Reproduce the records. Keep every word exact and include no images.
= = = = = = =
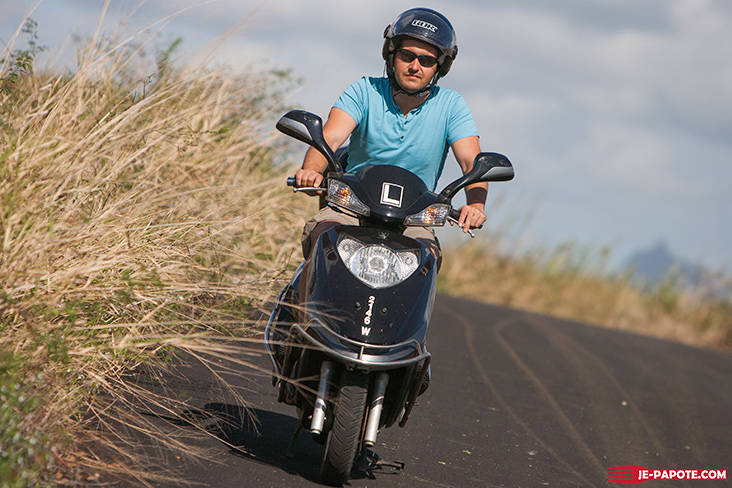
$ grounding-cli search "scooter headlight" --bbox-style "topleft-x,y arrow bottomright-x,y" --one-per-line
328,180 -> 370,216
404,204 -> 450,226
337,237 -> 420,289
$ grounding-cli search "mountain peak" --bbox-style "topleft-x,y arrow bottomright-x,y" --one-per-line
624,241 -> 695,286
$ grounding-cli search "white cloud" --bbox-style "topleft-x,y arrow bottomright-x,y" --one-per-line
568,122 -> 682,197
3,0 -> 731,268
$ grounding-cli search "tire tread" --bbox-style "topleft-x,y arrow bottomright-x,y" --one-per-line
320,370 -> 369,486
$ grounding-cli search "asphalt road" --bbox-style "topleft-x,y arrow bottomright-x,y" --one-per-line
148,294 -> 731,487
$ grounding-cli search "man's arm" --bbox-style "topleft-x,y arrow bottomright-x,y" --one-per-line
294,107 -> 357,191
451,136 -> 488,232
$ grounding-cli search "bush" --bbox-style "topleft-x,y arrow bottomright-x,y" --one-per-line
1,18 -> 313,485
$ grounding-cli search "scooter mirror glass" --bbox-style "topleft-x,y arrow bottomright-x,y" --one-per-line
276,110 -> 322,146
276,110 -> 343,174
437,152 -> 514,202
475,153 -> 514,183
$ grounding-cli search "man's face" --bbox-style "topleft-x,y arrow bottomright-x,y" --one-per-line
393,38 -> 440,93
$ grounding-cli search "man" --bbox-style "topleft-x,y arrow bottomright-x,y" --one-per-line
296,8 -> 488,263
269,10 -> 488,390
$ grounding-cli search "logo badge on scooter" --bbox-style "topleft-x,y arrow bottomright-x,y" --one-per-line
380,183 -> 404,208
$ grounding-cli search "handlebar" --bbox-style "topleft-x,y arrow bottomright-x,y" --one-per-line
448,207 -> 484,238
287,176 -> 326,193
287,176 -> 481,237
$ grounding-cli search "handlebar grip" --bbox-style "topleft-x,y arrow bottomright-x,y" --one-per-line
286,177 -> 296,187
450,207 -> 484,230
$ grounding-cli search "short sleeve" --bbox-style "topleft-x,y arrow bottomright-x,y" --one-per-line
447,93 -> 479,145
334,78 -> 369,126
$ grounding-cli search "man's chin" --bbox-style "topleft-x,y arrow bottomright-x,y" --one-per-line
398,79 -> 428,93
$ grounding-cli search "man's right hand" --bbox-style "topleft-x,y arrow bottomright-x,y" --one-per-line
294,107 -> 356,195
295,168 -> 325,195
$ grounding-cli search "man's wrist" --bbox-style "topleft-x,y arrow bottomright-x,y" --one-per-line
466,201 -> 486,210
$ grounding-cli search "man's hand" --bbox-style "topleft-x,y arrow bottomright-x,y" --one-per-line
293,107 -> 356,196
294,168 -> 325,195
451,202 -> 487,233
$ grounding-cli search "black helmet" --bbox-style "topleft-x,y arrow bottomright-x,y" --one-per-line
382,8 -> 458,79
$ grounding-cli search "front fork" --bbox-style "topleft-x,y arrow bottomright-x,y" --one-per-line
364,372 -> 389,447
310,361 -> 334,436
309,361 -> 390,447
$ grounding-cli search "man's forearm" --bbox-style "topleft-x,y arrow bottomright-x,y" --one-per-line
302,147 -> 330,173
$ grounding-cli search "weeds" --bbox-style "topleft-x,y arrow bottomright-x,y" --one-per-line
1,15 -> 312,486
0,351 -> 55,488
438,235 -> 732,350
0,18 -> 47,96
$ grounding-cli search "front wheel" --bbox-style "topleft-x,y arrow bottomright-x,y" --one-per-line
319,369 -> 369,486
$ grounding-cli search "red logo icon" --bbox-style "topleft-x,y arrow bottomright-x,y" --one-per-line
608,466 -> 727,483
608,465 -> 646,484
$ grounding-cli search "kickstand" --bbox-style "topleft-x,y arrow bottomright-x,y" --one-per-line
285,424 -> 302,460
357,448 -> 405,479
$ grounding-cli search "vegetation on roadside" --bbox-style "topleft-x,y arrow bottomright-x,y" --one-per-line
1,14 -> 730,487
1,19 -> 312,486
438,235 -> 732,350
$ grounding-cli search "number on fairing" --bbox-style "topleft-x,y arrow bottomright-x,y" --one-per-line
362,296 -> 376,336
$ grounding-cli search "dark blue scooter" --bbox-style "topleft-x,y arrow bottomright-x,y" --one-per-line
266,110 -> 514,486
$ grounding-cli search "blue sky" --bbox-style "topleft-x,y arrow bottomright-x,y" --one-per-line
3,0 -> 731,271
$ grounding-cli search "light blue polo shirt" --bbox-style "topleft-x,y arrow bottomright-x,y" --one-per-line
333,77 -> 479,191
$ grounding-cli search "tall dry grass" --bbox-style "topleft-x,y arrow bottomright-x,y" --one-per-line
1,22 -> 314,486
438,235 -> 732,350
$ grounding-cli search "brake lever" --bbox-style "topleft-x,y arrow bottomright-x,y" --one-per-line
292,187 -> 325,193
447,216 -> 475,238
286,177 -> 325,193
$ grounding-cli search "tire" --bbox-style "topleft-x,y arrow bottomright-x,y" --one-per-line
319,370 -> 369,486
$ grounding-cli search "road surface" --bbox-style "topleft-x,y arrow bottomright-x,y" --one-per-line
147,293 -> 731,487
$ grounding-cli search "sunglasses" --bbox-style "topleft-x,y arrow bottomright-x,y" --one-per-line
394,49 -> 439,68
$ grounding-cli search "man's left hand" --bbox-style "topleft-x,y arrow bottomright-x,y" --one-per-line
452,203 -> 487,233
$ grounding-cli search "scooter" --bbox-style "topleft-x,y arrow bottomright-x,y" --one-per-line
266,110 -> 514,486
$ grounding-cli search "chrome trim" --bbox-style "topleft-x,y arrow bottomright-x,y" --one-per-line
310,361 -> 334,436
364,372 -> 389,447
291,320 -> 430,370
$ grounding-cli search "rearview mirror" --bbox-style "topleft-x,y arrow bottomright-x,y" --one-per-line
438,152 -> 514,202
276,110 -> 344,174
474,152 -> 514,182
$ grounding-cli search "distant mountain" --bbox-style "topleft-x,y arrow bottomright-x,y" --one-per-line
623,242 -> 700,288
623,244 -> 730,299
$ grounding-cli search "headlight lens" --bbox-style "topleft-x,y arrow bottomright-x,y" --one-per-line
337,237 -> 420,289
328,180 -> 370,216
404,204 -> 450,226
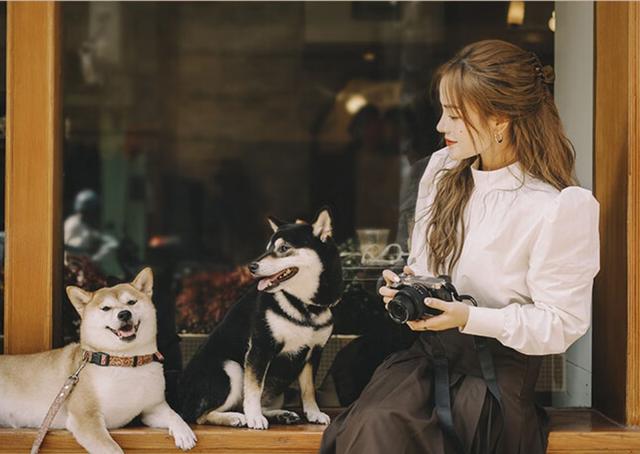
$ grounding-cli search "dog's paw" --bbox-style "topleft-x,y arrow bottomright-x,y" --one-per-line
= = = = = = =
:: Solution to the exercise ::
$ grounding-cli search "scooter headlight" --bbox-style "topleft-x,y arrow bottomright-x,y" --one-per-line
328,180 -> 370,216
404,204 -> 450,226
337,237 -> 420,289
$ grounding-cli search "mountain peak" --bbox-style "topleft-x,y arrow bottomright-x,y" --one-per-line
624,241 -> 695,286
$ grounding-cli search "white cloud" --bbox-style "topleft-x,y arrow bottomright-x,y" --one-per-line
568,122 -> 682,197
3,0 -> 731,268
$ grounding-cli search "tire tread" --bbox-style "topleft-x,y arrow bottomright-x,y" --one-per-line
320,370 -> 369,486
$ grounding-cli search "asphalt road" --bbox-style "topleft-x,y arrow bottomright-x,y" --one-per-line
148,294 -> 731,487
$ grounding-cli search "man's arm" --bbox-style "topleft-x,y arrow bottomright-x,y" --one-per-line
294,107 -> 357,191
451,136 -> 488,232
$ grounding-cli search "bush" --bbox-style "topleft-x,y arrow bottomright-x,y" --one-per-line
1,18 -> 313,485
$ grounding-cli search "scooter mirror glass" --bbox-style "topleft-x,y arrow bottomright-x,y" --one-per-line
276,110 -> 322,146
276,110 -> 343,174
437,152 -> 514,202
475,153 -> 514,183
$ grounding-cli search "man's face" --bbox-style "topleft-x,y arrow bottomright-x,y" --one-per-line
393,38 -> 440,93
$ grounding-cli search "man" --bbox-style "topleft-x,y arrow bottomright-x,y" --one-per-line
296,8 -> 488,263
269,10 -> 488,390
$ grounding-cli search "logo badge on scooter" --bbox-style "topleft-x,y arrow bottomright-x,y" --one-per-line
380,183 -> 404,208
$ grounding-cli search "handlebar" --bbox-style "topleft-x,y arrow bottomright-x,y" --one-per-line
448,207 -> 484,238
287,176 -> 326,193
287,176 -> 481,237
$ grounding-cli search "handlebar grip" --bbox-style "topleft-x,y arrow bottomright-x,y" --one-per-line
286,177 -> 296,187
450,207 -> 484,230
$ grounding-cli search "short sleeve" --bbox-style "topleft-x,y arrow bottomright-x,y" --one-per-line
447,93 -> 479,145
334,78 -> 369,126
$ grounding-cli search "man's chin" --bbox-style "topleft-x,y arrow bottomright-x,y" --one-per-line
398,79 -> 428,93
$ grounding-cli search "man's right hand" --bbox-style "topleft-x,y arrow bottomright-x,y" --one-per-line
294,107 -> 356,195
295,168 -> 325,195
$ grounding-cli search "man's wrist" --bbox-style "topleft-x,y arrow bottomright-x,y" --one-per-line
466,201 -> 486,210
$ grounding-cli search "man's hand" --bbox-style "topleft-x,y arrow bottomright-x,y" --one-per-line
293,107 -> 356,196
294,168 -> 325,195
451,202 -> 487,233
$ grounding-cli search "black helmet" --bbox-style "topleft-x,y arrow bottomright-x,y" --one-per-line
382,8 -> 458,79
$ grounding-cli search "front fork" --bbox-style "topleft-x,y arrow bottomright-x,y" --one-per-line
364,372 -> 389,447
310,361 -> 334,436
309,361 -> 390,447
$ grounding-cli search "man's forearm" --bbox-style "topleft-x,y arrow bottomright-x,y" --one-per-line
302,147 -> 330,173
$ grounding-cli search "weeds" --bbox-style "topleft-x,y arrow bottomright-x,y" --one-per-line
1,15 -> 312,486
0,351 -> 55,488
438,235 -> 732,350
0,18 -> 47,96
$ grounding-cli search "front wheel" --bbox-style "topleft-x,y arrow bottomright-x,y" --one-per-line
319,369 -> 369,486
$ grounding-cli search "red logo icon" --bbox-style "topleft-x,y arrow bottomright-x,y" --one-per-line
608,466 -> 727,483
608,465 -> 646,484
$ grounding-cli search "kickstand" --bbox-style "topleft-x,y arrow bottomright-x,y" --one-per-line
285,424 -> 302,460
357,448 -> 405,479
$ grounding-cli search "vegetation on roadside" --bbox-style "topleft-x,y arrow bottomright-x,y" --one-per-line
1,14 -> 730,487
1,19 -> 312,486
438,235 -> 732,350
$ grounding-cli search "number on fairing" --bbox-style "topleft-x,y arrow bottomright-x,y" --one-per-line
362,296 -> 376,336
$ grounding-cli search "dark blue scooter" --bbox-style "topleft-x,y arrow bottomright-x,y" --one-per-line
266,110 -> 514,486
$ grounding-cli search "blue sky" --bbox-style "topleft-x,y arrow bottomright-x,y" --one-per-line
3,0 -> 731,271
$ grounding-cli search "light blue polo shirt" --bbox-style "topleft-x,y arrow bottomright-x,y" --one-per-line
333,77 -> 479,191
$ grounding-cli search "tall dry grass" --bbox-style "topleft-x,y arrow bottomright-x,y" --one-per-line
1,22 -> 314,486
438,235 -> 732,350
$ grounding-cli search "brake lever" --bbox-style "topleft-x,y arrow bottomright-x,y" --one-per-line
292,187 -> 325,193
447,216 -> 475,238
286,177 -> 325,193
$ grounding-cli search "tire" --bbox-style "topleft-x,y arrow bottomright-x,y" --one-per-line
319,370 -> 369,486
$ grounding-cli search "road surface" --bbox-style "topleft-x,y arrow bottomright-x,y" --one-per-line
147,293 -> 731,487
$ grounding-cli search "sunglasses" --bbox-style "topleft-x,y arrow bottomright-x,y" --one-per-line
394,49 -> 439,68
$ grounding-cli search "man's left hand" --bbox-style "topleft-x,y arrow bottomright-x,y" --one-per-line
452,203 -> 487,233
$ grounding-cli search "scooter" --bbox-style "topleft-x,y arrow bottomright-x,y" --one-per-line
266,110 -> 514,486
$ grounding-cli search "chrome trim" --bbox-style "topleft-x,y arrow bottomright-x,y" --one-per-line
310,361 -> 334,436
364,372 -> 389,447
291,320 -> 430,370
$ grounding-cli search "rearview mirror" --bbox-style "topleft-x,y arrow bottomright-x,y" --one-per-line
438,152 -> 514,202
276,110 -> 344,174
474,152 -> 514,182
$ grounding-cli search "distant mountain" --bbox-style "topleft-x,y arrow bottomright-x,y" --one-per-line
623,242 -> 700,288
623,244 -> 730,299
$ grounding-cli search "headlight lens" --bbox-style "topleft-x,y arrow bottomright-x,y" --one-per-line
337,237 -> 420,289
328,180 -> 370,216
404,204 -> 450,226
$ grounding-cli search "dog's paw" --bbox-style "topleft-x,y arrow bottomright-x,y" --one-per-line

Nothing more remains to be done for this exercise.